### About this exercise
Send each entry back exactly as given, pictures excluded.
::::::
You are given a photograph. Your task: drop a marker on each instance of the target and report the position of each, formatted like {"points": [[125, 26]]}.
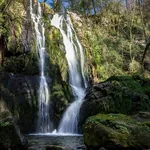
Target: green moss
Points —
{"points": [[111, 130]]}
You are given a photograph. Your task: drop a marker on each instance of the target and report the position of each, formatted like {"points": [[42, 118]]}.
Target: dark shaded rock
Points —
{"points": [[19, 92], [54, 147], [10, 135], [115, 131], [118, 94]]}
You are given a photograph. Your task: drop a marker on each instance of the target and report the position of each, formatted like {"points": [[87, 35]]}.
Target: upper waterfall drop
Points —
{"points": [[77, 81], [44, 124]]}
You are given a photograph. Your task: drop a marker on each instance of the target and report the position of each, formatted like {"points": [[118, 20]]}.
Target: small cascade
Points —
{"points": [[44, 124], [75, 59]]}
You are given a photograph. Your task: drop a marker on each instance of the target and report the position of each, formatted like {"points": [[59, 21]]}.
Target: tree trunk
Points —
{"points": [[93, 4], [144, 54]]}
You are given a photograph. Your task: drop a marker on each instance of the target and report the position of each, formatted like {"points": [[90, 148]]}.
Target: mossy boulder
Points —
{"points": [[115, 131], [10, 135], [118, 94]]}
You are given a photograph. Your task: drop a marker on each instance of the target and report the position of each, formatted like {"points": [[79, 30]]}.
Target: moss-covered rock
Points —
{"points": [[115, 131], [118, 94], [10, 135]]}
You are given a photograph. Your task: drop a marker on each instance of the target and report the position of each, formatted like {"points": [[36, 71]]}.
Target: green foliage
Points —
{"points": [[111, 130]]}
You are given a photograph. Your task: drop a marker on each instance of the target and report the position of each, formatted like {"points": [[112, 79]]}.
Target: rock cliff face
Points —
{"points": [[19, 70]]}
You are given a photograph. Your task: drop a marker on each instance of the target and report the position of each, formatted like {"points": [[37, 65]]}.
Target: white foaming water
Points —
{"points": [[69, 122], [43, 124]]}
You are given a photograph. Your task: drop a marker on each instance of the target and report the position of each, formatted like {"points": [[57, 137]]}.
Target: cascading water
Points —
{"points": [[44, 124], [69, 122]]}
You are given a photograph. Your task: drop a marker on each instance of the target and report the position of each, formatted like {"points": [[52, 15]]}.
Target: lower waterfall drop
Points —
{"points": [[75, 59], [44, 124]]}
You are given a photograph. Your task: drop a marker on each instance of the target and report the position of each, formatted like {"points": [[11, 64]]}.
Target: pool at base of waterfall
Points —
{"points": [[55, 142]]}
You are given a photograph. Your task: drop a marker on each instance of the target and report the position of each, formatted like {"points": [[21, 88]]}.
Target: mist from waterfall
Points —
{"points": [[44, 124], [77, 81]]}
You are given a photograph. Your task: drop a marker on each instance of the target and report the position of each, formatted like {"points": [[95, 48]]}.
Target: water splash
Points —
{"points": [[44, 124], [69, 122]]}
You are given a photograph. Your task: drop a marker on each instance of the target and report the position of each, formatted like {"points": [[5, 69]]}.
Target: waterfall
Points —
{"points": [[77, 81], [43, 124]]}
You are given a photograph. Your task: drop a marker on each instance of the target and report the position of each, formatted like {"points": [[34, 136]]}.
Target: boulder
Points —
{"points": [[118, 94], [115, 131], [10, 135]]}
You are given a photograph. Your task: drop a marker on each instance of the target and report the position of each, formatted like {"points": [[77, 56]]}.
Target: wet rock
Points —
{"points": [[115, 131], [54, 147], [10, 135], [118, 94]]}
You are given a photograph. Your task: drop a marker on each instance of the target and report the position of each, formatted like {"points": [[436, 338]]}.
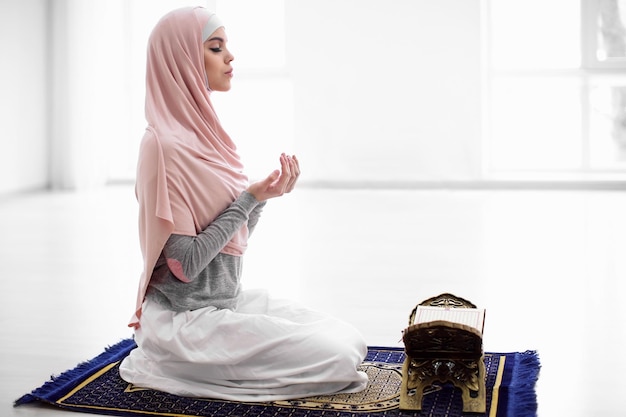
::::::
### Expected output
You are given a photograph. Your task: drop a marker on each instance of the target and report the position of each, formatted like {"points": [[125, 26]]}.
Target: green moss
Points —
{"points": [[111, 130]]}
You are given a photograph. Your task: drop a marker on each instance of the target and report the position of each, formatted like {"points": [[42, 118]]}.
Target: dark shaded rock
Points —
{"points": [[19, 92], [54, 147], [10, 135], [115, 131], [118, 94]]}
You are given a photograph. Your task: drop a marker on each instance of the target and report the position of each, formatted like {"points": [[87, 35]]}.
Target: upper waterfall drop
Points —
{"points": [[77, 81], [44, 124]]}
You are given a photograph. Your task: drop a marker on each instance of the target and report the position of each, formatted like {"points": [[118, 20]]}.
Target: small cascade
Points —
{"points": [[44, 124], [75, 59]]}
You are given a photograph. Your task: drop a marker on each instance of the target and report the position of each, formatted like {"points": [[59, 21]]}.
Target: tree trunk
Points —
{"points": [[93, 4], [144, 54]]}
You are given a photograph. Your task: drop a marker on each instance of the target and report the position of each, formatted like {"points": [[90, 148]]}.
Target: mossy boulder
Points —
{"points": [[115, 131], [10, 135], [118, 94]]}
You are given a photograph. Your task: drop a marker on each instance of the target and report the position of each, formatted like {"points": [[79, 30]]}.
Target: moss-covered rock
Points —
{"points": [[115, 131], [118, 94], [10, 135]]}
You are given a photograph. Your task: drop a marker on each instance of the target and report the position of each, formatted like {"points": [[36, 71]]}.
Target: green foliage
Points —
{"points": [[111, 130]]}
You are given a photograph. Your task: drop a marker on each instance of the target and report the position of each, formatted like {"points": [[112, 79]]}.
Target: rock cliff face
Points —
{"points": [[19, 70]]}
You are given a photograph. Your task: drop a marker on each instance of the target and report the position of each, formatted like {"points": [[37, 65]]}.
Target: white foaming water
Points —
{"points": [[69, 122], [43, 124]]}
You are given a photograph. Your task: drop a marker on each instance of the target and report the position of each, formatted like {"points": [[57, 137]]}.
Target: cascading water
Points —
{"points": [[44, 124], [69, 122]]}
You are given a photograph. Your task: drop a marker on each instance of the target and report the position of each, formatted like {"points": [[52, 15]]}.
Target: lower waterfall drop
Points —
{"points": [[75, 59], [44, 124]]}
You are given a photograph. Your task: drop a marker on each instance of the target and report the position of each, formatted like {"points": [[11, 64]]}.
Target: pool at base of waterfall
Points —
{"points": [[55, 142]]}
You are given a photograph. Your task: drop a marker on each instance of the target and report the position of each, formatted like {"points": [[21, 88]]}.
Target: mist from waterfall
Points —
{"points": [[44, 124], [77, 81]]}
You are given a photograph. Your task: drop a marker on each instance of the target and report the position of each, formatted like {"points": [[95, 48]]}.
Target: water splash
Points —
{"points": [[44, 124], [69, 122]]}
You are given a photograph. Your task: drop a marker on each instance of the target and report the position of each, formatted like {"points": [[5, 69]]}.
Target: waterfall
Points —
{"points": [[77, 81], [43, 124]]}
You are given a photograph. Your task: drop a marker on each instance of the target and report the position of each, formatted like {"points": [[34, 136]]}.
Target: boulder
Points —
{"points": [[118, 94], [115, 131], [10, 135]]}
You are given a photograph. Your task: drop a marker on each instance of the target and report the position of each, formatted like {"points": [[77, 56]]}.
Target: wet rock
Points —
{"points": [[115, 131], [54, 147], [10, 135], [118, 94]]}
You are given a photograph. Your task: drop a marker on each instance of the target and report the position of each, formatted like {"points": [[436, 338]]}.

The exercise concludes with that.